# GIVEN PASSAGE
- - - - -

After approximately 616 event registrations and event occurrences, the Firebird server will crash. Changing the length of the event names to use a single character 'I' instead of 'PLAYLIST_INSERTED_' makes that number jump a bit higher, but the crash still happens.

Operating system : CentOS 5.8 (but also tested on 5.5)
Firebird server : Tested on versions 2.0.6, 2.0.7, 2.1.4 and 2.1.5 release candidate (from 22 May 2012)

Server log when the crash happens:

~>tail /opt/firebird/firebird.log

serv1-0000.sbcglobal.net (Client) Mon May 28 14:26:04 2012
        /opt/firebird/bin/fbguard: /opt/firebird/bin/fbserver terminated abnormally (-1)



serv1-0000.sbcglobal.net (Client) Mon May 28 14:26:04 2012
        /opt/firebird/bin/fbguard: guardian starting bin/fbserver


Sample database:

-- ------------------------------------------------------------
-- ISQL scriptlet:

create database '/tmp/event_fail.fdb';

-- A table with the bare minimum to show this problem:
create table playlist (
    station_number integer not null,
    scheduled_date date not null,
    scheduled_time varchar(12) not null
);

-- Two triggers to go with it:
set term ;!!

create trigger pe_playlist_deleted for playlist
       active after delete position 0 as
begin
    post_event 'PLAYLIST_DELETED_' || old.station_number || '_' ||
    old.scheduled_date || '_' || substring(old.scheduled_time from 1 for 2);
end !!

create trigger pe_playlist_inserted for playlist
       active after insert position 0 as
begin
    post_event 'PLAYLIST_INSERTED_' || new.station_number || '_' ||
    new.scheduled_date || '_' || substring(new.scheduled_time from 1 for 2);
end !!
-- Two stored procedure with same params as our regular ones
create procedure insert_log_entry (
    station_num integer,
    dt date,
    tm varchar(12),
    id varchar(250),
    cluster integer,
    mandatory varchar(1))
returns
    (curr integer)
as
begin
    insert into playlist values (:station_num, :dt, :tm);
    curr = 0;
end !!

-- Unused in perl script, my pascal calls on it, though
create procedure remove_log_entry (
    station_num integer,
    curr integer)
returns
    (next integer)
as
begin
    delete from playlist where station_number = :station_num;
    next = 0;
end !!

set term ;!!

commit;

You might want to add that to your aliases:

echo "event_fail = /tmp/event_fail.fdb" >> /opt/firebird/aliases.conf

And here is a perl script which will show the error. I'm sure real perl programmers will cringe at this.

- - - - -

(Stored records)
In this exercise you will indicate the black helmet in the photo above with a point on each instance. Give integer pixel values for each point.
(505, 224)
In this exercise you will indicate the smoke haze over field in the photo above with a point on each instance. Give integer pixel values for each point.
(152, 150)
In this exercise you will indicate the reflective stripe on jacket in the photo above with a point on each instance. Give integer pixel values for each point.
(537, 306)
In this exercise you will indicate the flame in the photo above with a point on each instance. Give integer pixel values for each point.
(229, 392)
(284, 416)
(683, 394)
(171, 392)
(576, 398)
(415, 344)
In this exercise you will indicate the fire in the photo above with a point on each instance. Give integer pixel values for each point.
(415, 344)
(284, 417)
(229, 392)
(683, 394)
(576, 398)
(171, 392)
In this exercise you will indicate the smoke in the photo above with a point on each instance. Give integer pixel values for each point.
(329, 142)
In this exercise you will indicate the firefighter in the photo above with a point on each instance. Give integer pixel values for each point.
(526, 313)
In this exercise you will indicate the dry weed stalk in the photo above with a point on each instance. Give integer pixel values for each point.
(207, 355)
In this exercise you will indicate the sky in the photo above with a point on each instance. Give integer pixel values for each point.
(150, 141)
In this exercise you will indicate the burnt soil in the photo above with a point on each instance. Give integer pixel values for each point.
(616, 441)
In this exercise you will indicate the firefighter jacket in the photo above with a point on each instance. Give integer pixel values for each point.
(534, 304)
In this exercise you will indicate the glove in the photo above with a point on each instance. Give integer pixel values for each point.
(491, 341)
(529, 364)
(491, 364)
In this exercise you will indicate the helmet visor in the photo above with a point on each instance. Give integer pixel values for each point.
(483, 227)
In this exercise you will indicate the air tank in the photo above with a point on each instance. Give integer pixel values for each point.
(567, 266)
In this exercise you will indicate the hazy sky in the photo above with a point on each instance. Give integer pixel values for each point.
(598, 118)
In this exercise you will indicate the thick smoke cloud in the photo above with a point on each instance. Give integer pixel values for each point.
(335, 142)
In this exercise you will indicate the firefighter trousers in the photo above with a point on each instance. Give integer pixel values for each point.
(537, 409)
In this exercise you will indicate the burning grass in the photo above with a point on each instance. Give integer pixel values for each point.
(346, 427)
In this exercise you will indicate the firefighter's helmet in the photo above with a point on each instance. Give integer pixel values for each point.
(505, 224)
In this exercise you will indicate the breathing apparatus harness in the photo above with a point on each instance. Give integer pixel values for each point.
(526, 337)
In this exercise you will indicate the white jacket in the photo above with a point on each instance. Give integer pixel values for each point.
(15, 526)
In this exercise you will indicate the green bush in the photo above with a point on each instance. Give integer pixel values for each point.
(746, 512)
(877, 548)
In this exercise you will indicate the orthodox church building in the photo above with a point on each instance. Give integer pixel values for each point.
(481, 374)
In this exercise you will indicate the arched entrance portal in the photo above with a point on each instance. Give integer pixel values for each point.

- - - - -

# EXERCISE
The Firebird crash report defines insert_log_entry with the parameters id, cluster and mandatory, but its body never uses them. Based on the report, why are they declared?

# REPLY
The comment above the procedures says the two stored procedures were given the same parameters as the author's regular ones. The unused parameters are there only to match those regular procedures.